● Text-to-region grounding data:
--
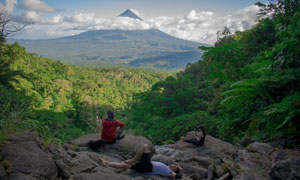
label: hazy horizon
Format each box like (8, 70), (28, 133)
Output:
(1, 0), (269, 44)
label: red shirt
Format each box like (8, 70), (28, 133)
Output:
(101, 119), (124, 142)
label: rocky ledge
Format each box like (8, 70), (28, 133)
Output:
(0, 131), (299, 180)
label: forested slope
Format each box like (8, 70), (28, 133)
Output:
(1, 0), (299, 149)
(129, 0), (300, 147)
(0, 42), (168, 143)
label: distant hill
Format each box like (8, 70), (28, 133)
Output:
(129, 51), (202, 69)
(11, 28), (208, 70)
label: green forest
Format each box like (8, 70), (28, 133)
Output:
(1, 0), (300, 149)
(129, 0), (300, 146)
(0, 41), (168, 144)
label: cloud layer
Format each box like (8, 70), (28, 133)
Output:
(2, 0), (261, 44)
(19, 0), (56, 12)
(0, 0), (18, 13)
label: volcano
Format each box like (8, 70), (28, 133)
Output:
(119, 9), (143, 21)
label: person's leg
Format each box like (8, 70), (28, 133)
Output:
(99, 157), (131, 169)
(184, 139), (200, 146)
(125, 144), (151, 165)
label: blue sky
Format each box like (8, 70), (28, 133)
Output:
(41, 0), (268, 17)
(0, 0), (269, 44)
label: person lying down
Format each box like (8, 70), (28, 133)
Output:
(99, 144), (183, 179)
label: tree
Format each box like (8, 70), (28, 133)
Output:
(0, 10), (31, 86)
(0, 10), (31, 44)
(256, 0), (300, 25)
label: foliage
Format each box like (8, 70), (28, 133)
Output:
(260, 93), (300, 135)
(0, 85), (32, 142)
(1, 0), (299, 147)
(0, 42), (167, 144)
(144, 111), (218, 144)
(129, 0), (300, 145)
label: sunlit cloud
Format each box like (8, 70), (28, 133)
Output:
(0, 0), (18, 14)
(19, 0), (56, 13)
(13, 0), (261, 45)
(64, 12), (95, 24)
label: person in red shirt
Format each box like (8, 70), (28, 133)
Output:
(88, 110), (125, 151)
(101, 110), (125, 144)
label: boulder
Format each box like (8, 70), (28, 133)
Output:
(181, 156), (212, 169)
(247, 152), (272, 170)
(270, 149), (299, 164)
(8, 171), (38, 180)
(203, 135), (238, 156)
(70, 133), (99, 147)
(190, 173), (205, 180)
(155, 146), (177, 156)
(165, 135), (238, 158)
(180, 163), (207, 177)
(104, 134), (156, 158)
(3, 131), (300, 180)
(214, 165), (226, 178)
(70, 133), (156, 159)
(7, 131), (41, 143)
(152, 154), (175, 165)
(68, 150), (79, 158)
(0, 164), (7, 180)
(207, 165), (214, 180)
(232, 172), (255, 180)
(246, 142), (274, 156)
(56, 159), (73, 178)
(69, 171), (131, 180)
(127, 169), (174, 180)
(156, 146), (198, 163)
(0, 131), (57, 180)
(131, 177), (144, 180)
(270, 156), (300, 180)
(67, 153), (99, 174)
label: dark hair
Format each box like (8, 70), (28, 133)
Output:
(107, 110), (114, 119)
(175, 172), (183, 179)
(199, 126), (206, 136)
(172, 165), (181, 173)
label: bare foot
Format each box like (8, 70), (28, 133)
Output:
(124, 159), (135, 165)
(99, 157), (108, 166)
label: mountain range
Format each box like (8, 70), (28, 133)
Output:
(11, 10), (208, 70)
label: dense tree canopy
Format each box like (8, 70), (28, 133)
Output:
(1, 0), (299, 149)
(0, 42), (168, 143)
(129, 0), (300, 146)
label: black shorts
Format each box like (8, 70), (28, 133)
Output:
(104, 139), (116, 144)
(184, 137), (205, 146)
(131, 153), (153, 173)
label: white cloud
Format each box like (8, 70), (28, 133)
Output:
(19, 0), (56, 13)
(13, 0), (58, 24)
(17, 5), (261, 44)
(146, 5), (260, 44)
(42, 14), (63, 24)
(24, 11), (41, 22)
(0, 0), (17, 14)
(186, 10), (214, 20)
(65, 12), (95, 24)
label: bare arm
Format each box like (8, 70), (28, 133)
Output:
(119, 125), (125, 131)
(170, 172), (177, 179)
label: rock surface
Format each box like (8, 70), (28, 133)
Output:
--
Give the number of lines in the entries that contain "person", and add nothing.

3